Data records
%%

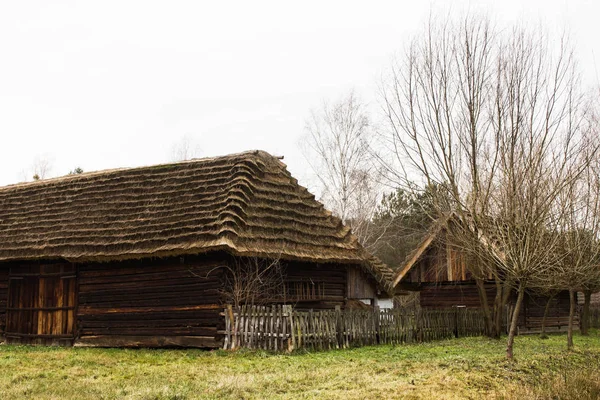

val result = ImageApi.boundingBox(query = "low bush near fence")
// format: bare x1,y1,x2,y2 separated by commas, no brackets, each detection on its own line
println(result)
223,306,485,351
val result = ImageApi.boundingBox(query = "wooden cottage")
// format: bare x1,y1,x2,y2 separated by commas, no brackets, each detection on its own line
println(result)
0,151,393,347
394,221,578,333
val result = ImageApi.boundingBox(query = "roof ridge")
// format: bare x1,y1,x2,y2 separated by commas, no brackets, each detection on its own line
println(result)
0,150,276,191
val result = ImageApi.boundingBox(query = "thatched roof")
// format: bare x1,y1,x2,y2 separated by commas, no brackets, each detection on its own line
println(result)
392,217,448,286
0,151,393,289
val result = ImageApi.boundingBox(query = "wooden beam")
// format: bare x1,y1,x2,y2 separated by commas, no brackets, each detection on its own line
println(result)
393,231,437,286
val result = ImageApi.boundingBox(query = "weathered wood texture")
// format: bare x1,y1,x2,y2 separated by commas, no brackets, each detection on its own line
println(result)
577,292,600,308
223,305,484,351
0,266,9,340
77,258,225,347
402,241,472,284
420,282,496,308
348,267,377,299
518,290,579,333
283,262,348,309
589,307,600,329
5,263,77,345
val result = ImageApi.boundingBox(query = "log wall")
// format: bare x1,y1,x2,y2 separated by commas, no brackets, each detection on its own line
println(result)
519,290,579,332
403,243,471,284
75,257,226,347
0,266,8,341
284,262,348,309
348,267,377,299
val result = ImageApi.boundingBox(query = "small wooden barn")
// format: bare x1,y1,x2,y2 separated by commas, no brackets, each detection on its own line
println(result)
394,221,577,333
0,151,393,347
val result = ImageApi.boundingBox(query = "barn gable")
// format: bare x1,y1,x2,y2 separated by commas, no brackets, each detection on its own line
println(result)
0,151,393,290
0,151,393,347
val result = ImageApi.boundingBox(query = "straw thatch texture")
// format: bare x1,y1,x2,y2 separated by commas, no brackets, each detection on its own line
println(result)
0,151,393,289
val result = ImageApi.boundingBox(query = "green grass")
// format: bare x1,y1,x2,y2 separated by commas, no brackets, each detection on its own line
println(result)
0,331,600,400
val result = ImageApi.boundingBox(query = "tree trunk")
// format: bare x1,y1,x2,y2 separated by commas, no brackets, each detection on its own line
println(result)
581,290,592,336
475,279,497,337
541,295,554,336
506,282,525,360
567,289,577,350
494,282,512,337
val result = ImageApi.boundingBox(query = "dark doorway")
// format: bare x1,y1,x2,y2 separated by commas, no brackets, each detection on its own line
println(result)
6,264,77,345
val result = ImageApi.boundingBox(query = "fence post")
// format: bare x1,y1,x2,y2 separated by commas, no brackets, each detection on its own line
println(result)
286,305,296,352
335,306,344,348
454,307,460,338
373,306,381,344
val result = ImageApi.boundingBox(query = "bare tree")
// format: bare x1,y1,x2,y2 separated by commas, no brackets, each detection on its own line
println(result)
378,17,585,358
171,135,201,161
538,131,600,349
221,257,284,308
31,155,52,181
302,92,379,247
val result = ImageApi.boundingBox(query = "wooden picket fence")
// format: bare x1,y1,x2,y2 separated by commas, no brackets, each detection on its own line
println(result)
223,305,485,351
589,308,600,329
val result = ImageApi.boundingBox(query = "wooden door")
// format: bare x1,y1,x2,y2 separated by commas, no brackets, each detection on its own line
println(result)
6,264,77,345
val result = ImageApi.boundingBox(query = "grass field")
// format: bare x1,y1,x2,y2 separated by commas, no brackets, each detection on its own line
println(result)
0,331,600,400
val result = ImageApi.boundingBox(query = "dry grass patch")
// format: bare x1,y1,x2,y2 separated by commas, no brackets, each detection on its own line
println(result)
0,332,600,400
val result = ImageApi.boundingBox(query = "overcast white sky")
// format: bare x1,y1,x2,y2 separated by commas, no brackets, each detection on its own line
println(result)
0,0,600,189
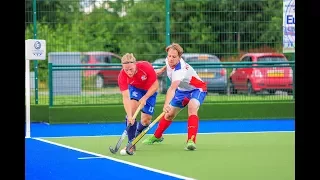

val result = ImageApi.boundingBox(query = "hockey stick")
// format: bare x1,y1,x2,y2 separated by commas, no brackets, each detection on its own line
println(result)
126,112,165,155
109,104,143,154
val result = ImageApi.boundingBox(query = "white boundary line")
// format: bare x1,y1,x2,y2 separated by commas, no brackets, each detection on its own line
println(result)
32,138,195,180
34,131,295,139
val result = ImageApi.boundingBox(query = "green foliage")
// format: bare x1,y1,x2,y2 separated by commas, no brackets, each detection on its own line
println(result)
25,0,282,80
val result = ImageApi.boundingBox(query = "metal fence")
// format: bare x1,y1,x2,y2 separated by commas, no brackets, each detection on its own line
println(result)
25,0,294,105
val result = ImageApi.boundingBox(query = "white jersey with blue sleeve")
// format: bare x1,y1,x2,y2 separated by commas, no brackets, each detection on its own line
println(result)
165,58,207,92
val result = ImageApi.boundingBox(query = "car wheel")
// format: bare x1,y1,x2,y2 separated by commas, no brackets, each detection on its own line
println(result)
96,75,104,88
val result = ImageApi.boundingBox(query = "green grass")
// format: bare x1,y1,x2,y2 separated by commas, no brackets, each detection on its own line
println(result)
46,132,295,180
31,93,294,105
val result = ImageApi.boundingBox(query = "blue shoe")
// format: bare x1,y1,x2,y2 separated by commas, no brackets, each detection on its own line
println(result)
142,135,164,145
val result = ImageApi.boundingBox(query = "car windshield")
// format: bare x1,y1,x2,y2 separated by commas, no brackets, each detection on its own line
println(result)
257,56,289,66
258,56,287,62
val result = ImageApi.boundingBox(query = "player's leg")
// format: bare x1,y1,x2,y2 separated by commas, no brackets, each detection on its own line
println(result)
135,92,158,137
126,86,144,150
186,90,207,150
142,90,189,144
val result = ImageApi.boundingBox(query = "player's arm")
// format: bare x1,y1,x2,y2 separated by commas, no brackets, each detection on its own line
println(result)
155,65,167,76
118,72,132,119
163,70,186,112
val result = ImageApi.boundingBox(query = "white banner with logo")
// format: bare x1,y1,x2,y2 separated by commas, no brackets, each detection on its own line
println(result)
283,0,296,53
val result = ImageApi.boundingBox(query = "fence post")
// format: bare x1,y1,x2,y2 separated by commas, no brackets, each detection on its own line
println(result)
48,63,53,107
166,0,170,89
32,0,39,104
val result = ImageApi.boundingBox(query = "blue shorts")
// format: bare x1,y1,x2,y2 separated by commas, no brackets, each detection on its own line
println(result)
170,89,207,108
129,85,158,116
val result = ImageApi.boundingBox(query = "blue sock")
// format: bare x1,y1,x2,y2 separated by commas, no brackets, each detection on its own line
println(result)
135,121,148,136
126,117,137,141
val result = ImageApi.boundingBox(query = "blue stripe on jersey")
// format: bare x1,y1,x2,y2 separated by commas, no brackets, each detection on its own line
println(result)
174,61,181,71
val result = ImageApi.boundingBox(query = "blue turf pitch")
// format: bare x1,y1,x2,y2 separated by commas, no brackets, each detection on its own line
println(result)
25,119,295,180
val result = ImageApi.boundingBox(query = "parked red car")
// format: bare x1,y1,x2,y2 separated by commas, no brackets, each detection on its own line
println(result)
81,51,121,77
229,53,293,94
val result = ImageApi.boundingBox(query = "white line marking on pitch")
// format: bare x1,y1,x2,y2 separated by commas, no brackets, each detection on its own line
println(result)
37,131,295,138
32,138,195,180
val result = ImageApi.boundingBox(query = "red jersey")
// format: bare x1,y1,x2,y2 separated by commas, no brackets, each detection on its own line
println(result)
118,61,157,91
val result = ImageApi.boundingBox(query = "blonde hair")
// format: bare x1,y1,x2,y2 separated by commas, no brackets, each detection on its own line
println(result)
166,43,183,57
121,53,136,64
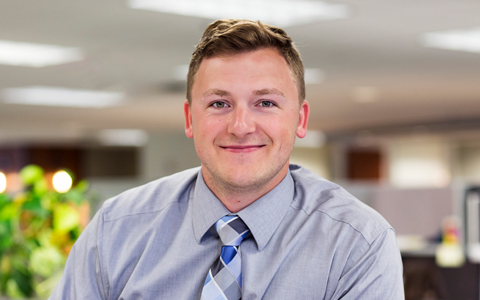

%%

▸ Task goal
Copy out all of the entries above line for line, omitting the pictures.

▸ Answer to the problem
val result = ImageApi.boundingBox(query = "low bush near fence")
// format: bare x1,y1,x2,y2 separated by commas, no brackets, each detection on its own line
println(result)
223,306,485,351
val result = ImageApi.boundingBox(query = "wooden cottage")
// format: bare x1,y1,x2,y2 separated by commas, no brackets, each detection on its own line
println(result)
0,151,393,347
394,221,578,333
val result = ImageApi.boundingBox(query = "roof ridge")
// format: bare x1,y1,x2,y2 separated by commas, no brackets, each detection on its own line
println(result)
0,150,276,191
val result = ImageApi.boundingBox(query = "thatched roof")
// format: bare x1,y1,x2,y2 separated by commas, no brackets, each detection on its own line
println(result)
392,217,448,286
0,151,393,289
val result = ImageApi.boundingBox(query = "wooden beam")
// format: bare x1,y1,x2,y2 separated by commas, no brackets, each detection on its own line
println(result)
393,231,437,286
val result = ImageApi.boundingBox(query = "weathered wood texture")
// format: bare x1,y1,x2,y2 separated by commas, no brackets, each detection on its own line
println(result)
577,292,600,308
223,305,484,351
0,266,9,340
77,258,225,347
402,241,472,284
420,282,496,308
348,267,377,299
518,290,579,333
283,262,348,309
589,307,600,329
5,263,77,345
val result = ImageApi.boundingBox(query = "log wall")
// format: bare x1,y1,x2,y2 separated by commas, no brackets, each detection on its own line
println(result)
519,290,579,332
403,243,471,284
75,257,226,347
0,266,8,341
284,262,348,309
348,267,377,299
val result = ImageApi.boundingBox(query = "small wooden barn")
// format: bare x1,y1,x2,y2 separated by commas, no brackets, each detection on its own line
println(result)
394,221,577,333
0,151,393,347
val result = ImageApi.boundingBox(query = "barn gable")
// format: bare x1,y1,x2,y2 separated by commas, no brackets, each detection on its own line
println(result)
0,151,393,290
0,151,393,347
val result = ImageApi.boundingBox(query = "straw thatch texture")
// format: bare x1,y1,x2,y2 separated by commas, no brackets, each detection on its own line
println(result)
0,151,393,289
val result = ImageApi.boundingBox(query = "green grass")
// format: bare x1,y1,x2,y2 separated by commas, no brackets, each detection on its own line
println(result)
0,331,600,400
val result = ImageApi.boundingBox(query = "tree trunk")
// format: bare x1,y1,x2,y2 separated by commas, no brackets, each detection on its own line
println(result)
581,290,592,336
475,279,497,337
541,295,554,336
506,282,525,360
567,289,577,350
494,282,512,337
val result = ImageApi.boundingBox(query = "dark doorway")
// format: bare x1,y1,x2,y2 separated by commas, no brackets, each detection on its own line
println(result)
6,264,77,345
val result = ImageApi.boundingBox(query = "fence post")
// format: bare x1,y1,x2,y2 separated by commas, no brackets, each detection on its own line
println(result)
286,305,296,352
335,306,344,348
454,307,460,338
373,306,381,344
val result = ImageApi.boundingBox(query = "bare tree")
// format: bare x1,y1,x2,y2 separated by commas, no brackets, each detection on its own line
println(result)
378,17,585,358
171,135,201,161
538,131,600,349
221,257,284,308
31,155,52,181
302,92,379,247
val result = ImageApi.boundingBox(query = "wooden picket fence")
// format: bare x1,y1,x2,y2 separated by commas, no brackets, each detection on its own line
println(result)
223,305,485,351
589,308,600,329
val result = ImageApi.boundingBox(query = "wooden door")
// format: bare x1,y1,x2,y2 separated by commas, no brackets, each detection on its own line
println(result)
6,264,77,345
val result = ImageApi.boundingBox(query = "grass field")
// format: bare x1,y1,x2,y2 separated by commas, no brackets, each detection on its own line
println(result)
0,331,600,400
val result = ImageApi.boundingBox(query = "dry grass patch")
// format: bare x1,y1,x2,y2 separated by commas, no brackets, each detection on its own line
println(result)
0,332,600,400
val result = ImageApi.boundingBox(query = "overcast white sky")
// format: bare x1,y1,x2,y2 separated by commas, no brackets, each detection on its own line
println(result)
0,0,600,189

val result = ImageApi.boundingBox(query = "hockey stick")
// format: bare x1,y1,x2,y2 separated by commas, no brackets, each detection on its own line
println(result)
126,112,165,155
109,104,143,154
val result = ImageApi.boundingBox(query = "white boundary line")
// format: bare x1,y1,x2,y2 separated by commas, no brackets, each detection on its own line
println(result)
32,138,195,180
34,131,295,139
val result = ImageApi.boundingBox(query = "green foliage")
// format: bare x1,y1,x2,y2 separated by commas, no brackets, each detection on its own line
println(result)
25,0,282,80
val result = ImageApi.boundingBox(query = "metal fence")
// format: bare x1,y1,x2,y2 separated by commas, no brackets, each detection on its own line
println(result)
25,0,294,105
val result = ImageApi.boundingBox(query = "white jersey with blue sleeve")
// format: bare x1,y1,x2,y2 separated by commas, no brackets, each detection on its own line
println(result)
165,58,207,92
val result = ImageApi.boundingBox(query = "car wheel")
// format: bare x1,y1,x2,y2 separated by commas, no brackets, each detection on its own line
println(result)
96,75,104,88
val result = ImageApi.boundingBox(query = "green grass")
// format: bare x1,y1,x2,y2 separated by commas, no brackets, each detection on its own line
println(result)
46,132,295,180
31,93,294,105
val result = ImageApi.boundingBox(query = "blue shoe")
// format: bare x1,y1,x2,y2 separated by commas, no brackets, each detection on its own line
println(result)
142,135,164,145
val result = ImageApi.boundingBox(query = "car windshield")
// format: bare x1,y1,x2,y2 separated by commas, no brackets, each detection on its own line
println(result)
257,56,289,66
258,56,287,62
val result = ImageApi.boundingBox(query = "player's leg")
// format: bare x1,y1,x2,y2 separated by commas, no brackets, each detection on its own line
println(result)
135,92,158,137
126,86,144,150
186,90,207,150
142,90,189,144
val result = ImageApi.boundingBox(query = "player's arm")
// format: bare x1,y1,x2,y2 separated by commas, no brackets, each detection on its own line
println(result)
155,65,167,76
118,72,132,119
163,70,186,112
val result = ImageApi.boundingBox(query = "white banner with logo")
// format: bare x1,y1,x2,y2 separated by commas, no brackets, each detection on its own line
println(result)
283,0,296,53
val result = ImageApi.boundingBox(query = "fence post")
// format: bare x1,y1,x2,y2 separated by commas, no brackets, each detection on its own line
println(result)
48,63,53,107
166,0,170,89
32,0,39,104
val result = ImageApi.boundingBox(query = "blue shorts")
// format: bare x1,y1,x2,y2 separated by commas, no brackets, each detection on its own line
println(result)
170,89,207,108
129,85,158,116
val result = ImageApi.boundingBox(query = "blue sock")
// format: bare x1,y1,x2,y2 separated by commas, no brackets, each detection on its own line
println(result)
135,121,148,136
126,117,137,141
val result = ImageApi.boundingBox(query = "blue stripe on jersey")
// format: bare x1,y1,x2,y2 separated by commas, no brackets, each detection on its own line
println(result)
174,61,181,71
val result = ImageApi.boundingBox(query = "blue turf pitch")
// format: bare x1,y1,x2,y2 separated by commas, no brackets, each detection on its own line
println(result)
25,119,295,180
val result = ImageApi.boundingBox(query = "parked red car")
// format: bare x1,y1,x2,y2 separated by commas, no brackets, each detection on its own line
println(result)
81,51,121,77
229,53,293,94
val result = ImageApi.boundingBox(query = "white line marking on pitch")
// format: bare x1,y1,x2,y2 separated by commas, no brackets, each detection on its own line
println(result)
37,131,295,138
32,138,195,180
val result = ImageApi.boundingBox(query = "red jersey")
// format: bare x1,y1,x2,y2 separated by commas, no brackets, each detection on its own line
println(result)
118,61,157,91
val result = ImageApi.boundingBox(query = "blonde hair")
// format: bare x1,y1,x2,y2 separated by commas, no brackets, each detection on its own line
println(result)
166,43,183,57
121,53,136,64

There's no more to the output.